Task to complete »
Reproduce the entries verbatim, starting at the line that contains "ground cover plant." and ending at the line that contains "[77,60,499,419]", including both of those lines.

Data for the task »
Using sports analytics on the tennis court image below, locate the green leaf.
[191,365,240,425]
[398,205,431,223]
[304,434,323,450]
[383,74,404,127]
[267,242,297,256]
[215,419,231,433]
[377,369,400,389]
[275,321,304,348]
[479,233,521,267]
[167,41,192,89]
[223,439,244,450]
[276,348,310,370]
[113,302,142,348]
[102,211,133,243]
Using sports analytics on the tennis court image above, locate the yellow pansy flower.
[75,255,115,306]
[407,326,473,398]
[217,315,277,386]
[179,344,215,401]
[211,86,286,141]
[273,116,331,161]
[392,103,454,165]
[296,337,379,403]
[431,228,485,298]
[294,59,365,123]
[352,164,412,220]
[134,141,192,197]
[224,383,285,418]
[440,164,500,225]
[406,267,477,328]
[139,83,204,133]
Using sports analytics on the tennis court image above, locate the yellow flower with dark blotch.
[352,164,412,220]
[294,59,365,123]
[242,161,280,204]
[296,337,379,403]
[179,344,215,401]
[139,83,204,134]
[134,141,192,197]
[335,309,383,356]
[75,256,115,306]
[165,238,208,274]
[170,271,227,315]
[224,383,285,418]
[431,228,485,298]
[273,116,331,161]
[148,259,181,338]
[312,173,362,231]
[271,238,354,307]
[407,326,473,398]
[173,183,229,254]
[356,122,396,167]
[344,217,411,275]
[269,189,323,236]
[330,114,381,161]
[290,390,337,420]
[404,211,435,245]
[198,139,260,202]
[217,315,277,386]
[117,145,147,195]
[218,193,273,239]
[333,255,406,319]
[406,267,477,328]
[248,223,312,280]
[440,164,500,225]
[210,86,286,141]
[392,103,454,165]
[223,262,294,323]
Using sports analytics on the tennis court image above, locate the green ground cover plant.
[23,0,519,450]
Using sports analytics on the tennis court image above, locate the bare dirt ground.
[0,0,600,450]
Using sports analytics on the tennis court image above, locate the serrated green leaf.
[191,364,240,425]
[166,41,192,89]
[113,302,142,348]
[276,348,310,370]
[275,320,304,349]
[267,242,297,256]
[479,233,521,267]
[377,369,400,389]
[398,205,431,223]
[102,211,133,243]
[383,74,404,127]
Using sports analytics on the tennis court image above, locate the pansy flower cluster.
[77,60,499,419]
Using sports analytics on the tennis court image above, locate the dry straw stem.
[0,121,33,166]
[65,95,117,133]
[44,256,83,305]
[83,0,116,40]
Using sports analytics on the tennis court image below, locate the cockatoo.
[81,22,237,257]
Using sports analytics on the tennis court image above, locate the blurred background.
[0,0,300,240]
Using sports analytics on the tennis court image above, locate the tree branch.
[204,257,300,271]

Exercise solution »
Using sports analytics on the tennis court image above, locate the green ground cover plant.
[23,0,519,450]
Using sports analytics on the tennis court image above, locate the bare dirt ground.
[0,0,600,450]
Using sports analytics on the tennis court image above, locate the serrated green leaf.
[191,364,240,425]
[166,41,192,89]
[113,302,142,348]
[276,348,310,370]
[275,320,304,349]
[267,242,297,256]
[479,233,521,267]
[377,369,400,389]
[398,205,431,223]
[102,211,133,243]
[383,74,404,127]
Using sports analytics on the tennis court image above, locate the pansy flower cluster.
[77,60,499,419]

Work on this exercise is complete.